Document text:
= = = =

Just kidding. While Wordles can be fun, they're not always very useful. (I generated the above based on each function's number of search hits on this website, so I suppose the result is somewhat interesting; just don't put too much stock in it.)

Let's take a tour through the cts API, using some categories I've chosen. We'll knock down all 217 functions, without necessarily explaining how they work. You'll want to refer to the cts API documentation for those details.

The following list summarizes my breakdown by category:

Now let's take a quick tour through each one.

Query execution (2)

The most important function of them all is cts:search, which is concerned with executing cts queries (we'll get to those next). A related and also important function is cts:contains which matches a given node sequence against a given cts query, returning true if it matches and false otherwise. Two down, 215 to go!

Query constructors (30)

MarkLogic extends the XPath data model with an object type called "cts:query", which is the super-type of a number of more specific cts:query sub-types. Queries can be composed together using the cts query constructor functions. They can then be executed by passing them to cts:search() or passed to other functions, such as lexicon calls or functions in other libraries, including search:search() and many others. Thirty of the cts functions are query constructors, i.e. functions you call to construct a cts:query value. All of these function names end in "-query". If you see a cts function whose name ends in "-query", you can be assured that it's a cts:query constructor.

Query constructors can be categorized into different kinds. I'm going to call them leaf, composite, and "special" (for lack of a better word).

Composite query constructors (9)

The composite query constructors build up new queries from other queries, whether leaf queries or other composite queries. Here they are broken down into a few sub-categories:

Leaf query constructors (17)

The leaf query constructors are for queries that can stand on their own, i.e. can be constructed without the help of another query constructor. The following list breaks them down into several categories, depending on what the query searches for (collection URIs, directories, words, values, etc.). I've marked some of the text with bold type to draw attention to the consistent naming conventions.

Object being searched

Leaf query constructors (17)

= = = =

Stored data:
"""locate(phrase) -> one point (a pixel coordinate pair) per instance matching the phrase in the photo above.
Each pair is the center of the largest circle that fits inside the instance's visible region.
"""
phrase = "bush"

= = = =

What is asked: Continue the walkthrough of the MarkLogic cts API from its final line.

Task answer:
collection URIs

cts:collection-query

document URIs

cts:document-query

directories

cts:directory-query

words

cts:word-query

cts:element-word-query

cts:element-attribute-word-query

cts:field-word-query

values

cts:element-value-query

cts:element-attribute-value-query

cts:field-value-query

value ranges

cts:element-range-query

cts:element-attribute-range-query

cts:field-range-query

geospatial values

cts:element-geospatial-query

cts:element-child-geospatial-query

cts:element-pair-geospatial-query

cts:element-attribute-pair-geospatial-query

Another thing worth noticing about the word, value, and range queries above is that they have consistent ways of scoping queries: by element, by attribute, or by field. So we see a function for each pairing of scope (element, attribute, or field) and object (word, value, or range). We'll see something similar with the lexicon functions. Stay tuned.

Special query constructors (4)

While the functions below each return a cts:query value, they don't really fall into the above (leaf vs. composite) categories:

  • cts:query—constructs a cts:query from its XML representation
  • cts:registered-query—returns a previously registered query (using cts:register)
  • cts:reverse-query—returns a reverse query (for finding stored queries given a document, rather than stored documents given a query)
  • cts:similar-query—returns a query matching nodes similar to the given model nodes

Okay, only 185 functions to go. (I promise the pace will pick up soon.)

Query accessors (93)

The query accessor functions aren't very interesting at all—and there are 93 of them! They're accessors for the various components of a cts:query value. You can recognize them using this failsafe technique: if you see a cts function whose name includes the string "-query-", then it's just an accessor. Given that there are 30 query constructors and 93 query accessors, I suppose that means each query type has an average of 3.1 query accessors. An example would be cts:word-query and its three accessors: cts:word-query-options, cts:word-query-text, and cts:word-query-weight. See a pattern?

Lexicon functions (39)

Lexicon functions are much more interesting. Whereas cts queries are about efficiently finding documents, lexicon functions are about efficiently retrieving unique values (or words or URIs, etc.) from across a potentially large number of documents. They all require a particular index setting to be enabled. For "search," think cts:search. For "analytics," think lexicon functions.

Non-geospatial lexicons (24)

Below are the 24 non-geospatial lexicon and lexicon wildcard functions grouped by lexicon type. Note the consistent naming conventions (at the end of the function names).

Type of lexicon

Lexicon functions (15)

Wildcard functions (9)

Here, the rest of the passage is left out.